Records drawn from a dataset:

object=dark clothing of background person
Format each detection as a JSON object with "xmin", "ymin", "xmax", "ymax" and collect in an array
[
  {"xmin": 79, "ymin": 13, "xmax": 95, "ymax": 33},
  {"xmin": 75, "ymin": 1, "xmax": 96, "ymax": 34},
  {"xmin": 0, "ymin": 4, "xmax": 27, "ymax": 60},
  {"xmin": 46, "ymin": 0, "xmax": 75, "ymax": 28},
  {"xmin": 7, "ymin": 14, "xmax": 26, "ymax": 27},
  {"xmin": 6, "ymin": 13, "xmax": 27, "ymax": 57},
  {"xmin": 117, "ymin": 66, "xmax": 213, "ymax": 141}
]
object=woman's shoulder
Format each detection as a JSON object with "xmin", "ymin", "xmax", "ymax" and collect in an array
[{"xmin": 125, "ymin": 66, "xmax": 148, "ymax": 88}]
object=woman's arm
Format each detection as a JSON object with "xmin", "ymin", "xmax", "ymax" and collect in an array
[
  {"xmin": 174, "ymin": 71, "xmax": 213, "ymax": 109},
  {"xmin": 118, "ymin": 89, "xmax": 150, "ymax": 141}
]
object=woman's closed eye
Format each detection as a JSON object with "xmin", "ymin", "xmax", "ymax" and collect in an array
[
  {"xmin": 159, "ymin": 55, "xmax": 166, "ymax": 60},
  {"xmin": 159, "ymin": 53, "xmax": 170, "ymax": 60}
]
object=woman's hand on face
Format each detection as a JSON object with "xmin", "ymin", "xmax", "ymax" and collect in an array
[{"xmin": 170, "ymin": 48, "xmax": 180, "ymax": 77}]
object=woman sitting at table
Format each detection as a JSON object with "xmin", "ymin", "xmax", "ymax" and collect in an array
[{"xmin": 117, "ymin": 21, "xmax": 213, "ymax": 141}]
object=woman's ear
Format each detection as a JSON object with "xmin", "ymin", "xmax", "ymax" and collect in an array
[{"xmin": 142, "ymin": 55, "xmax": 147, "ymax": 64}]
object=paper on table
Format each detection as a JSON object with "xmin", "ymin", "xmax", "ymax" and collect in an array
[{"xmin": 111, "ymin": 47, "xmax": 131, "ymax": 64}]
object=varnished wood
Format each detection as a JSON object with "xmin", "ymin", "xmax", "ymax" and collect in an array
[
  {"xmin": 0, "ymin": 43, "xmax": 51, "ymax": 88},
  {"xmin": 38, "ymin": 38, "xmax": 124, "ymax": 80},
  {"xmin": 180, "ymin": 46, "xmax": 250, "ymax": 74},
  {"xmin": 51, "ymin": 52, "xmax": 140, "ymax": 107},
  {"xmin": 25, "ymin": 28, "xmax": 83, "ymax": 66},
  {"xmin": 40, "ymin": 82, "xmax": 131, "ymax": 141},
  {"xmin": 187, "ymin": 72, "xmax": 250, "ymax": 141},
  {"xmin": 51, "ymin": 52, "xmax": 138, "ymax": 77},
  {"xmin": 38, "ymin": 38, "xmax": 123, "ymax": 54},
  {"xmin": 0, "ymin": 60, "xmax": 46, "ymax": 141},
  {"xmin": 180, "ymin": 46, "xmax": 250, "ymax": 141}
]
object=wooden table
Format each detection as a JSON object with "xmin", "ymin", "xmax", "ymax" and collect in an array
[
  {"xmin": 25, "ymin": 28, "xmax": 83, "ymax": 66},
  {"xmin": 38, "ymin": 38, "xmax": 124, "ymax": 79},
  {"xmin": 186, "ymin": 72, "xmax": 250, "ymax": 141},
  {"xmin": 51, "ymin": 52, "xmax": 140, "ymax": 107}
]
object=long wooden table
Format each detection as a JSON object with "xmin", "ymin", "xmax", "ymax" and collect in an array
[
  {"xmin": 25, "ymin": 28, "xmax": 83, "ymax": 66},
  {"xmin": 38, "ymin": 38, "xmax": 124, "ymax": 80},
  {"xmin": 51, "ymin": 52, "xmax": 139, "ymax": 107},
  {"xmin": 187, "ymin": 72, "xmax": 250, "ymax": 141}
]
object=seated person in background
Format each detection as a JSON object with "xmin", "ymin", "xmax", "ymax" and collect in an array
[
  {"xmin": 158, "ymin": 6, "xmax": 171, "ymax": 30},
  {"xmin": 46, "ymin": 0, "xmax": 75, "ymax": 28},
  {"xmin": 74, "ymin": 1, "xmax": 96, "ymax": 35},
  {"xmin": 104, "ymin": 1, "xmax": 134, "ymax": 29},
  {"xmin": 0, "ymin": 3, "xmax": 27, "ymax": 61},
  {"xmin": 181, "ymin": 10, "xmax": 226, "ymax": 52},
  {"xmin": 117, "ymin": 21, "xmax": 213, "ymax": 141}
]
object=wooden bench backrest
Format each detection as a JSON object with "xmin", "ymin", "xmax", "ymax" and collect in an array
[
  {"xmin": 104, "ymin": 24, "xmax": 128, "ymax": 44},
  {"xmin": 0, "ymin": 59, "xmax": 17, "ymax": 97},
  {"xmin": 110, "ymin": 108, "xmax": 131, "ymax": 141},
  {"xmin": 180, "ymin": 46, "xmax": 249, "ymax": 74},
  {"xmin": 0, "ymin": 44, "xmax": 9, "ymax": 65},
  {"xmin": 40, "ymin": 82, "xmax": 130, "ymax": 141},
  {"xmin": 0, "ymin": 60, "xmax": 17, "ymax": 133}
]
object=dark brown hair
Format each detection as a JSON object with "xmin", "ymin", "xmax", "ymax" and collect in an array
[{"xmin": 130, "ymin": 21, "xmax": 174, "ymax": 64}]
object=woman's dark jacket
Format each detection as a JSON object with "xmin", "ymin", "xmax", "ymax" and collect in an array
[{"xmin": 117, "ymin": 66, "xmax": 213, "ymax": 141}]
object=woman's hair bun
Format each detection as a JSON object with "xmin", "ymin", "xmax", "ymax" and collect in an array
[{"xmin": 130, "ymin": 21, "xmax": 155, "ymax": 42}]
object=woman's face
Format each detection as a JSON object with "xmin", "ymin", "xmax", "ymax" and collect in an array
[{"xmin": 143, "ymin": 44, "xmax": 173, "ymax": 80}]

* Work to be completed
Starting with the line with "object=long wooden table" above and going on through the line with "object=woman's hair bun", transcribe every line exactly, both ends included, and add nothing.

* Written solution
object=long wooden table
Format each detection as a JSON object with "xmin", "ymin", "xmax", "ymax" and collect in an array
[
  {"xmin": 25, "ymin": 28, "xmax": 83, "ymax": 66},
  {"xmin": 38, "ymin": 38, "xmax": 124, "ymax": 80},
  {"xmin": 51, "ymin": 52, "xmax": 139, "ymax": 107},
  {"xmin": 187, "ymin": 72, "xmax": 250, "ymax": 141}
]
object=seated person in background
Format each detection as a JSON object with "xmin", "ymin", "xmax", "ymax" and collect in an array
[
  {"xmin": 158, "ymin": 6, "xmax": 171, "ymax": 30},
  {"xmin": 46, "ymin": 0, "xmax": 75, "ymax": 28},
  {"xmin": 74, "ymin": 1, "xmax": 96, "ymax": 35},
  {"xmin": 104, "ymin": 1, "xmax": 134, "ymax": 29},
  {"xmin": 0, "ymin": 3, "xmax": 27, "ymax": 61},
  {"xmin": 181, "ymin": 10, "xmax": 226, "ymax": 52},
  {"xmin": 117, "ymin": 21, "xmax": 213, "ymax": 141}
]
object=wooden bench backrest
Format each detection as a JSON object with "xmin", "ymin", "xmax", "ymax" and collect in an array
[
  {"xmin": 104, "ymin": 24, "xmax": 128, "ymax": 44},
  {"xmin": 0, "ymin": 59, "xmax": 17, "ymax": 97},
  {"xmin": 110, "ymin": 108, "xmax": 131, "ymax": 141},
  {"xmin": 180, "ymin": 46, "xmax": 249, "ymax": 74},
  {"xmin": 0, "ymin": 44, "xmax": 9, "ymax": 65},
  {"xmin": 40, "ymin": 82, "xmax": 130, "ymax": 141},
  {"xmin": 0, "ymin": 60, "xmax": 17, "ymax": 133}
]
object=dark brown hair
Format each detection as a JSON object with "xmin", "ymin", "xmax", "ymax" and collect in an array
[{"xmin": 130, "ymin": 21, "xmax": 174, "ymax": 64}]
object=woman's dark jacket
Format each detection as a JSON object with "xmin", "ymin", "xmax", "ymax" and collect in an array
[{"xmin": 117, "ymin": 66, "xmax": 213, "ymax": 141}]
object=woman's hair bun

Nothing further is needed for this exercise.